妊婦健診

低体重出生児とは?

お腹の中の赤ちゃんの体重がうまく増えず、小さい状態で取り出す、いわゆる低体重出生児のケースでは、お腹の中にそのまま置いておくと、赤ちゃんの健康や生命が危険にさらされる場合もあるため、赤ちゃんの成長具合を見極めつつ、いかにいい時期に出してあげるかが、産科医の重要な役目となります。

赤ちゃんが低体重かどうかは、単純な体重ではなく、週数に対して大きいか小さいかが判断基準になります。
例えば同じ1000gでも、27週なら週相当の体重ですが、32週であれば小さいことになります。

また、赤ちゃんの成長は、体重だけではなく、呼吸器や臓器の成熟具合も関わってきます。例えば28週前後ですと、呼吸器の成熟が十分でない可能性があるため、そこで取り出した場合、NICUへの入院が必要になります。

36週で1700gならかなり小さい方ですが、36週なら臓器の成熟はある程度できていて、呼吸も問題ないと思われるので、そのままお腹の中に赤ちゃんを置いておくよりは、出してしまった方が安全と思われるため、帝王切開で赤ちゃんを取り出すという判断をします。

赤ちゃんの体重が増えない理由として、何らかの原因で胎盤の機能が悪くなっていることがあげられます。胎盤は血管の集合体です。体質的に血管が細かったりすると、赤ちゃんにうまく栄養がいきわたらず、育ちにくいというケースが出てきます。

● やること 1:
低体重出生児についての文章のうち、「また、赤ちゃんの成長は、体重」から「取り出すという判断をします。」までを、一字も変えずにもう一度書いてください。
● やること 2:
低体重出生児についての文章を、最後の文のあとから書き進めてください。
このあとに並ぶ行は使わなくてかまいません。

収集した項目
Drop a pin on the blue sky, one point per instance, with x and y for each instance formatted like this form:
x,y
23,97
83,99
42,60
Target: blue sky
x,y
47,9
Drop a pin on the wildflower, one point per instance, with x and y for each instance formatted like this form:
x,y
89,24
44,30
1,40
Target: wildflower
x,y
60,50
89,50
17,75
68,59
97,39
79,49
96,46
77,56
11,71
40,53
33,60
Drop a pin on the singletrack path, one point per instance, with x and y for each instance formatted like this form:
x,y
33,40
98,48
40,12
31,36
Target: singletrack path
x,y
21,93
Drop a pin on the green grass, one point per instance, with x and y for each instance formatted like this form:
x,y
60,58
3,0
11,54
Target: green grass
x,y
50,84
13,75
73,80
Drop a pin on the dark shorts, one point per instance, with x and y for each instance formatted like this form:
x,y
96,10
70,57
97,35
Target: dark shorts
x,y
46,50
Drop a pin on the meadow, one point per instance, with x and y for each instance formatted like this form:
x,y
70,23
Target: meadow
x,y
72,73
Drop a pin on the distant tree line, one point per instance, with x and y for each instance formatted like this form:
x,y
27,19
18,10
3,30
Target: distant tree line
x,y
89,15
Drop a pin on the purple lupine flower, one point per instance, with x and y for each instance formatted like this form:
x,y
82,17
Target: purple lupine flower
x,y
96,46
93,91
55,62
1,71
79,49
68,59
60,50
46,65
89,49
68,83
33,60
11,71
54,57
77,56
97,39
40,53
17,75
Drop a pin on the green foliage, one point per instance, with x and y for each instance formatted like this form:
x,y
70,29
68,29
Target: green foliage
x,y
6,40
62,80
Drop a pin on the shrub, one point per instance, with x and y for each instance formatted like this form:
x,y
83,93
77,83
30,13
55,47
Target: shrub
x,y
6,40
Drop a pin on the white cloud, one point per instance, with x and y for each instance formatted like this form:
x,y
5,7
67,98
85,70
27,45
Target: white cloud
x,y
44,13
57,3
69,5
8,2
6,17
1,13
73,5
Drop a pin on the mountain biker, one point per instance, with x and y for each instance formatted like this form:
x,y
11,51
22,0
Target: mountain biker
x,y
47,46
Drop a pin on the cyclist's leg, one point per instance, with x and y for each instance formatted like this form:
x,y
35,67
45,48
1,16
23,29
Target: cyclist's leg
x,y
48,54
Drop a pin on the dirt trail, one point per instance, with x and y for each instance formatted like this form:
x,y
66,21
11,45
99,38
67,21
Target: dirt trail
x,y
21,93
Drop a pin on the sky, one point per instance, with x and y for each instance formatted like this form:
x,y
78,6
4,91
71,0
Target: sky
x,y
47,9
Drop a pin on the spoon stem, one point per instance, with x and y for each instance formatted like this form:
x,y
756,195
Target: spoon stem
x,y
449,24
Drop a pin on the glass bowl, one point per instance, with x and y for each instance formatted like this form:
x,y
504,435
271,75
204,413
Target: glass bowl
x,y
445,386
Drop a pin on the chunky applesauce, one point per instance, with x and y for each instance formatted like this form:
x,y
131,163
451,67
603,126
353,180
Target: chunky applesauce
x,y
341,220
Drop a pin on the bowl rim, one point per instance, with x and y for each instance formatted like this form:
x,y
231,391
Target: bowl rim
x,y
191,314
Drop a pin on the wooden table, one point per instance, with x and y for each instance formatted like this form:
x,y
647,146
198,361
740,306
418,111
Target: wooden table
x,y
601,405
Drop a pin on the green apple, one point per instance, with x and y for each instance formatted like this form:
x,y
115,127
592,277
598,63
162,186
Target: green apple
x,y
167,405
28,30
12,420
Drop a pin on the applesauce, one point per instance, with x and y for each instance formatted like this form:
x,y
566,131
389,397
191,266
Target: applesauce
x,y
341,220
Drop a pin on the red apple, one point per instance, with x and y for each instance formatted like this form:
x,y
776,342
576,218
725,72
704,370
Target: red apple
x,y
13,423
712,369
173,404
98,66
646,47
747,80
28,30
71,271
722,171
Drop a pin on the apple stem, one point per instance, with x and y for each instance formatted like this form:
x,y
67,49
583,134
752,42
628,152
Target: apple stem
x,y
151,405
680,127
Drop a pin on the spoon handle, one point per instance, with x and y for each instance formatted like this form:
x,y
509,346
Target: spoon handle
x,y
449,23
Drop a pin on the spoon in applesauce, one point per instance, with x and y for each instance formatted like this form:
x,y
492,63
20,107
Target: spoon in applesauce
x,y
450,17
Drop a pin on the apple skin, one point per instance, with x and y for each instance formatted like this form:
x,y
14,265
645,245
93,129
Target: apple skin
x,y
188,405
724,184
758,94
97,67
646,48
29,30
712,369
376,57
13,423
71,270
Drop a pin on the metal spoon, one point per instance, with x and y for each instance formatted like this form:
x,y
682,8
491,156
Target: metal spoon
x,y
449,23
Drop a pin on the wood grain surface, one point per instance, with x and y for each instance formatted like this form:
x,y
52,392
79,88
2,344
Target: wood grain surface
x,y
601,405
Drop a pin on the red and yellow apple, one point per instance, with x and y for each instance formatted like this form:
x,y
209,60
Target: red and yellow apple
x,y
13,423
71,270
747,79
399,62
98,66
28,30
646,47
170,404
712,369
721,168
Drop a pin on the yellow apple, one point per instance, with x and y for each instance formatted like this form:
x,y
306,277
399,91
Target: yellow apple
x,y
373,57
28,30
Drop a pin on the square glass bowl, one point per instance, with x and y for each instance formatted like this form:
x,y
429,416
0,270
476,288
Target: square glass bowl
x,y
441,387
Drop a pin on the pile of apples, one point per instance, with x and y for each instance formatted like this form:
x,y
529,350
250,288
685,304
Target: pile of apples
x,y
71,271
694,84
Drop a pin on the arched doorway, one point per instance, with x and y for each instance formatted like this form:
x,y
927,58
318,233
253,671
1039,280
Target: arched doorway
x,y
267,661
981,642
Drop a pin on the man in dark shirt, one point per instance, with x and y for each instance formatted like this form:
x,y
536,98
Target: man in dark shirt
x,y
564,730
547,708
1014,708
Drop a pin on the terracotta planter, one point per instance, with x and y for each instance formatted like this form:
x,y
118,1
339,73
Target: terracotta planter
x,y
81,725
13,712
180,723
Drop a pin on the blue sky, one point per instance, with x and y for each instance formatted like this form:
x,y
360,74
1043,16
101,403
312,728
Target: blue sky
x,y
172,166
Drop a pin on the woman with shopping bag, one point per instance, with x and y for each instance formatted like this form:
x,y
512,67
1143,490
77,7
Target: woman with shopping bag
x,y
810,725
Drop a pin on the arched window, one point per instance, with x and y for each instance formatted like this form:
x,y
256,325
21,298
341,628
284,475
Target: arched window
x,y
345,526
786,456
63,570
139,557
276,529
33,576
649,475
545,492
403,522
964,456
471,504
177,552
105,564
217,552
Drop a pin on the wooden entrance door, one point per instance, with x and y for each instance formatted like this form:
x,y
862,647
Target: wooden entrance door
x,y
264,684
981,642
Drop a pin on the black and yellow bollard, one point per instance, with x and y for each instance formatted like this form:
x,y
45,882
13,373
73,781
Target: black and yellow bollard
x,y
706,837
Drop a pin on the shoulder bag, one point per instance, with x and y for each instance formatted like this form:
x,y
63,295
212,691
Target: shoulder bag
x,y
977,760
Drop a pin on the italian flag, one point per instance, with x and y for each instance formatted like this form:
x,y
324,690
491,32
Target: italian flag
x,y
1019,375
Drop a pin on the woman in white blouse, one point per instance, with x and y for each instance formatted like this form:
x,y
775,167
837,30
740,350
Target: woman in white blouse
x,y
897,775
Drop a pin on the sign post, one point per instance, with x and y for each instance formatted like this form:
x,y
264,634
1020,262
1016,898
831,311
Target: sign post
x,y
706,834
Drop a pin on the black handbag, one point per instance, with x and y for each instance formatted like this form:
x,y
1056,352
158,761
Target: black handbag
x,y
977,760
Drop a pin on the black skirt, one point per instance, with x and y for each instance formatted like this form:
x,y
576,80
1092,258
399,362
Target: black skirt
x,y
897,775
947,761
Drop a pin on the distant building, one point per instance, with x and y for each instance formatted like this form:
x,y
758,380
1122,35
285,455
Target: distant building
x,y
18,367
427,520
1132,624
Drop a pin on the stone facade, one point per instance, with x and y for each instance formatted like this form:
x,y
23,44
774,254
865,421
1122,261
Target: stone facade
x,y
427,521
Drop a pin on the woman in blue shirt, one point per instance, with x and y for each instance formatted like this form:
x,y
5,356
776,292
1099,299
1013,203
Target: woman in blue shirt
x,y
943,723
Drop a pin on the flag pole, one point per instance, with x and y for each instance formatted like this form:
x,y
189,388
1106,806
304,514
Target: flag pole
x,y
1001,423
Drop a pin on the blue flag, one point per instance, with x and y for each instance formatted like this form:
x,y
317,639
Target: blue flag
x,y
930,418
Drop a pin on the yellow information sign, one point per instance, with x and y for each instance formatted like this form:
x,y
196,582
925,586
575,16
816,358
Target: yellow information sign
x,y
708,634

● 求める答え 1:
また、赤ちゃんの成長は、体重だけではなく、呼吸器や臓器の成熟具合も関わってきます。例えば28週前後ですと、呼吸器の成熟が十分でない可能性があるため、そこで取り出した場合、NICUへの入院が必要になります。

36週で1700gならかなり小さい方ですが、36週なら臓器の成熟はある程度できていて、呼吸も問題ないと思われるので、そのままお腹の中に赤ちゃんを置いておくよりは、出してしまった方が安全と思われるため、帝王切開で赤ちゃんを取り出すという判断をします。

● 求める答え 2:
また胎盤は41週を超えると機能が落ちてきます。ただしこれには個人差があり、人によっては早めに機能が落ちてくる場合もあります。そうなるとお腹の中の赤ちゃんの成長が停滞してくるので、状態をこまめにモニタリングし、羊水量などもチェックしながら、取り出すかどうかの判断をする必要があります。

日本では約9%程度、低体重出生児で産まれてきますので、10人に1人くらいの割合となり、それほど珍しいケースではありません。現在では、保育機械や医療技術が上がっているため、仮に低体重でも、昔ほど悪い状態になることはありません。(※相応の医療体制が整っている必要はありますので、クリニックなどで出産予定だった場合などは、転院になります。)余り心配はしないようにしましょう。